#### [Exercise prompt]
Quote every one of the entries below word for word, omitting the pictures.

#### [Task data]
▶

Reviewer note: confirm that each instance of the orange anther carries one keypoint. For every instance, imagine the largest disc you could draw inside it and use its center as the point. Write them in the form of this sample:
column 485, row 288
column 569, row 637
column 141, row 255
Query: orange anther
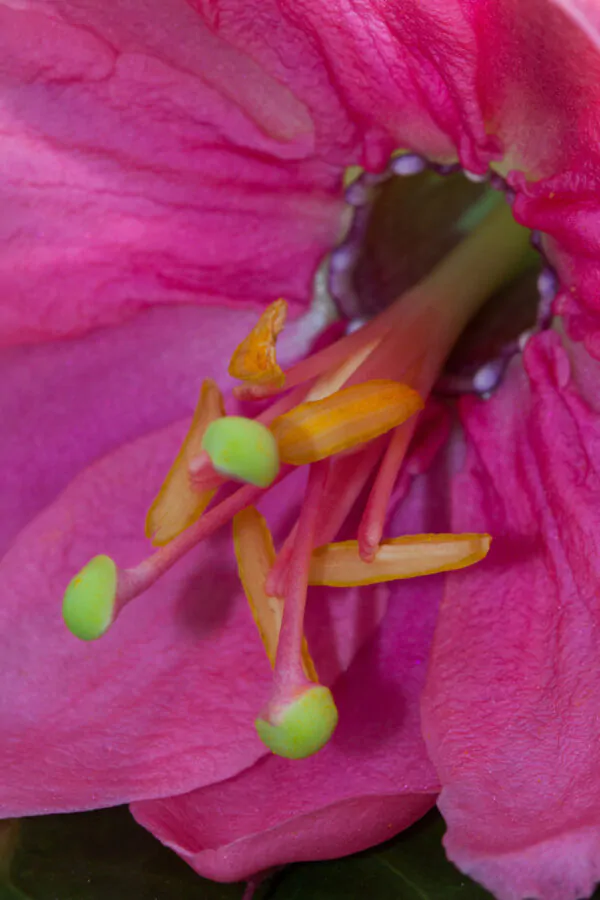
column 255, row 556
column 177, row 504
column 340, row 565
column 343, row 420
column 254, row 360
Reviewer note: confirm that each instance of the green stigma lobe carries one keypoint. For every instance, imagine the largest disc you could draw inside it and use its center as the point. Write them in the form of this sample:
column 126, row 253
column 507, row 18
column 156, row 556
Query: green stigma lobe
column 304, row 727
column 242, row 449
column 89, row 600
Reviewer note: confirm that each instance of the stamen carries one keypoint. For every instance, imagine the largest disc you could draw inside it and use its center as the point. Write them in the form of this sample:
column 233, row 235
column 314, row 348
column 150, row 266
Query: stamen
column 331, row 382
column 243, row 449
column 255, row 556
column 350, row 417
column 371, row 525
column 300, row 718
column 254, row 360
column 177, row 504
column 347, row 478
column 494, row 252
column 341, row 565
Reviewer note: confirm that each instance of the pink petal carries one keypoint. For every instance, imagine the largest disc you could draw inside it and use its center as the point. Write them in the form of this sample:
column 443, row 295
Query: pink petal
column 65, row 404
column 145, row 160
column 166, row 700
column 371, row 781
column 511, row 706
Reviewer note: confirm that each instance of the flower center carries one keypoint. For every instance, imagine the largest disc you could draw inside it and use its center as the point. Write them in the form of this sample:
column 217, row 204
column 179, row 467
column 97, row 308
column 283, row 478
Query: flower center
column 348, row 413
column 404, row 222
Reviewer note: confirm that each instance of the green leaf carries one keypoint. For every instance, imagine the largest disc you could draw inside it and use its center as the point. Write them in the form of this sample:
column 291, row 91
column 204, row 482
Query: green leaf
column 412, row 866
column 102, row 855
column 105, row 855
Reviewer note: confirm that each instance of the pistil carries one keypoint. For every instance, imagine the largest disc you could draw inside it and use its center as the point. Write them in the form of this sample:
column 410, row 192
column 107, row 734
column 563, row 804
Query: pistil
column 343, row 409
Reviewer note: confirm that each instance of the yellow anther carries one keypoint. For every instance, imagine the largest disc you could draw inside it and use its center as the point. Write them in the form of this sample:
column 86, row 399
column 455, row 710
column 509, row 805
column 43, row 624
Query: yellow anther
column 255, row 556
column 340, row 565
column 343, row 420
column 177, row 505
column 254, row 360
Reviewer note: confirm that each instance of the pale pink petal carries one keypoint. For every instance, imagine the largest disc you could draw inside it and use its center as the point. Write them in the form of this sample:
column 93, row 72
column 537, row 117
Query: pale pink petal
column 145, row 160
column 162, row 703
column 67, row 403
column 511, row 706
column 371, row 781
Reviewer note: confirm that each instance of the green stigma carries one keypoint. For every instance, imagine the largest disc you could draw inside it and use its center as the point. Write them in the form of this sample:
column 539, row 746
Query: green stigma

◀

#### [Written solution]
Reviewer note: confirm that each instance of the orange anther carries one keypoint. For every instance, imagine the largest disc you could draw inside it and use its center as the point. Write them in the form of this sample:
column 485, row 288
column 569, row 637
column 141, row 255
Query: orange anther
column 255, row 556
column 177, row 504
column 340, row 565
column 343, row 420
column 254, row 360
Reviewer note: confirm that each instance of the green stigma lobe carries one keypoint. For every instance, imagine the largest disc you could draw inside it and use its center as the point. Write them in the form of this sample:
column 126, row 253
column 507, row 18
column 156, row 556
Query: green stigma lobe
column 304, row 727
column 242, row 449
column 89, row 600
Reviewer note: confirm that each instance of the stamen carries one keypoint. For every instance, imagine the largest disc you could draw inside it and use its center as the point. Write them in the form of this sample:
column 233, row 235
column 314, row 348
column 150, row 266
Query: stamen
column 331, row 382
column 243, row 449
column 255, row 556
column 350, row 417
column 371, row 525
column 300, row 718
column 254, row 360
column 177, row 504
column 347, row 478
column 494, row 252
column 341, row 565
Reviewer note: confirm that each instance of the pink petal carries one keypoint. For every instance, imagine the largest disc you could draw inside it and use its center as the point. Write them in the form of this sample:
column 443, row 295
Query: pink petal
column 65, row 404
column 145, row 160
column 166, row 700
column 371, row 781
column 511, row 706
Reviewer note: confirm that each instance of the flower center carries one keypoint. For every instance, imagine the largest disc you could draw inside it and use its center as the point. Write them in the form of this sample:
column 217, row 204
column 179, row 467
column 97, row 308
column 283, row 478
Query: flower center
column 348, row 413
column 404, row 222
Reviewer note: confirm that each instance of the green leaf carries one keypoint. For every instance, imagine the largest disc you could draw inside it and use its center as the point. Write them in the form of this sample:
column 291, row 91
column 204, row 482
Query: green leaf
column 412, row 866
column 102, row 855
column 105, row 855
Reviewer note: confirm that each instance of the pistil carries one keypoint. For every instance, imagine the largest disc you could draw inside it and use its center as the point. Write them in the form of this sample:
column 410, row 192
column 107, row 734
column 563, row 804
Query: pistil
column 343, row 409
Reviewer note: confirm that each instance of the yellow anther carries one keypoint. For every instance, imagine the largest disc you could draw inside it and use its center as the point. Write them in the form of this sample:
column 86, row 399
column 455, row 710
column 509, row 805
column 43, row 624
Query: yellow anther
column 255, row 556
column 340, row 565
column 343, row 420
column 177, row 505
column 254, row 360
Reviewer note: confirm that each instance of the pale pink petal carries one keypoint. For every instance, imagine the largest disc you could draw inside it and use its center as the point. Write them in the form of this sample:
column 93, row 72
column 537, row 117
Query: pale pink petal
column 145, row 160
column 162, row 703
column 67, row 403
column 511, row 706
column 371, row 781
Reviewer note: confirm that each instance of the green stigma carries one keypoint. For every instance, imagine the largest disc you could draw inside it and use its center as the point. Write them in the form of this sample:
column 539, row 746
Query: green stigma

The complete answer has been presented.